Provided records:
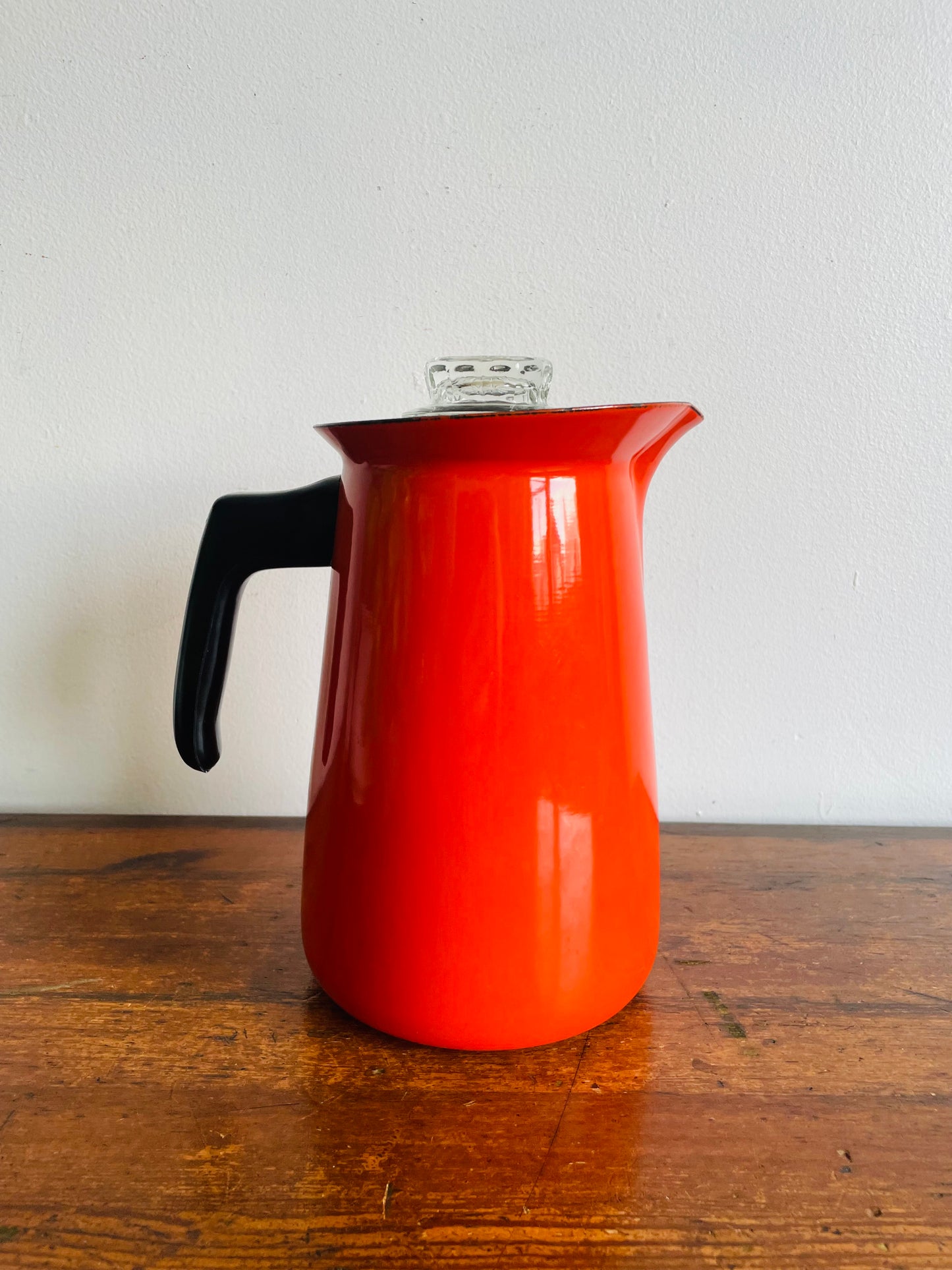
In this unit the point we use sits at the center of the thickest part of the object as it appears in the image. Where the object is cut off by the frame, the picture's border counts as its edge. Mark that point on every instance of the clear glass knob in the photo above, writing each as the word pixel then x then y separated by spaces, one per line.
pixel 482 382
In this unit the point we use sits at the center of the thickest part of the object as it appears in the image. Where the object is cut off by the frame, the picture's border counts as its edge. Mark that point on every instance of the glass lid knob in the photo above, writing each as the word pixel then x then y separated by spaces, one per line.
pixel 482 382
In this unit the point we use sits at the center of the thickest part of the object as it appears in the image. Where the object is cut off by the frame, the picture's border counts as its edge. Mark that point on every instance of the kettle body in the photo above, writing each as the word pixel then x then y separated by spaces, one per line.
pixel 482 861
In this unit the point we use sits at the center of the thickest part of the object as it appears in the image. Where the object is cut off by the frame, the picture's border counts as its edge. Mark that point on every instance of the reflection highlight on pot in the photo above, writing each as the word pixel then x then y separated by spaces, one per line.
pixel 565 888
pixel 556 549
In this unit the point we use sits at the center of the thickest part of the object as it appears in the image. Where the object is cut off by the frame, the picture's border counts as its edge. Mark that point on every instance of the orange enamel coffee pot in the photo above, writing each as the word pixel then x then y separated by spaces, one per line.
pixel 482 842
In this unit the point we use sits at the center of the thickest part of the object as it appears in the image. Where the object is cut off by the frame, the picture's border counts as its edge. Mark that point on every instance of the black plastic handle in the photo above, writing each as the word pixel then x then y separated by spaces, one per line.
pixel 245 533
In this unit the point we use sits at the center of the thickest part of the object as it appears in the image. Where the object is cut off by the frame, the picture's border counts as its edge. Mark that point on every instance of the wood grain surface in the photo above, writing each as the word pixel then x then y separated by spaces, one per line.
pixel 177 1091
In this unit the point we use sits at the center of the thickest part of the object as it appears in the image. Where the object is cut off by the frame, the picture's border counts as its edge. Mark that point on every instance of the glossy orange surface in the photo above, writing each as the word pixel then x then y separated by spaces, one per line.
pixel 482 848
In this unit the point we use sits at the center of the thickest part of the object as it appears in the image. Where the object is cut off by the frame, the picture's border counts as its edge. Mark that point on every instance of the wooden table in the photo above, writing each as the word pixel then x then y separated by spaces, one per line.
pixel 177 1091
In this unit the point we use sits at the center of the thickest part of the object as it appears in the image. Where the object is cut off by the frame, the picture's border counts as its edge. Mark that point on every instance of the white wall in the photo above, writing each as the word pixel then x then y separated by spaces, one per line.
pixel 225 221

Work request: An exact copy of the records above is required, leaving out the pictures.

Response to the task:
In this unit the point we use sits at the center of the thickest part of the object as it appears in the image. Where the object is cut off by the frame, the picture's border counts as its edge. Mark that point on every instance of the clear glass knob in the photo above, writing each as the word pixel then x then y separated by spaces, one per line.
pixel 482 382
In this unit the point we use sits at the center of the thickest part of the object as it appears in the image. Where the object is cut off by the frame, the picture's border counts as its edge. Mark that point on every instance of the glass lid knob in the photo above, writing each as the word pixel then x then y separated by spaces, one per line.
pixel 482 382
In this unit the point we use sits at the center of the thickest part of the object as it appears in the image. Where the object is cut off by the frame, the picture's border counts as its edge. Mark that point on every instance of the kettle body in the photo above, writing each as the word pixel then x then y separated by spaces, one per line.
pixel 482 861
In this unit the point we use sits at the center of the thickest part of the object as it appears in the image. Where the object is cut off by the frame, the picture's border counts as its edge. Mark that point on every instance of the reflection highlight on pot in the photo above, writing each as the word pixel then x then y separated by spaces, one per line.
pixel 565 888
pixel 556 549
In this unit the point we use sits at the center of the thickest part of the object as it appears in the image. Where the object is cut off by the frame, the picture's border counts as its edge. Mark that point on every instance of the orange enamel coffee pot in the photo above, writing each as the word pixel then x then y separated by spaces, one per line.
pixel 482 842
In this unit the point we use sits at the center of the thickest part of the object as it appears in the image. Where the object is cut off by the frame, the picture's border counts as its edge. Mark that point on every instance of the black plastic handle in the photo above, writing each as the word pixel then x then y separated by spaces, one per line.
pixel 245 533
In this unit the point we use sits at the center of the thickest part of the object as it appears in the image. Where the object is cut off by the frame, the picture's border counts as its edge. Mark that point on every instance of the wood grain surface in the photo above, writing each as the word pixel then x then y separated by spaces, one per line.
pixel 177 1091
In this unit the point we use sits at the center of the thickest part of the object as it appears in the image. Where the object is cut off by the frame, the picture's border counts as its edge. Mark that point on every instance of the glossy orange surface in the photo above, writing each as the word pixel then x then y separated by spaces, one per line.
pixel 482 848
In this unit the point we use sits at the center of the thickest part of the object as it appears in the image. Where the object is cut off by the frame, the picture's border counts as its edge. Mark that point on every instance of the wooden table in the photo above, writing each as the word pixel then x then y separated by spaces, one per line.
pixel 177 1091
In this unit the point we use sits at the center of the thickest part of the object as it appears in the image. Where the object is cut off by the frame, the picture's border counts as its edge. Mark that point on every instance of the white wall in the photo above, writing each as the word pixel then x then y separated by spaces, one per line.
pixel 225 221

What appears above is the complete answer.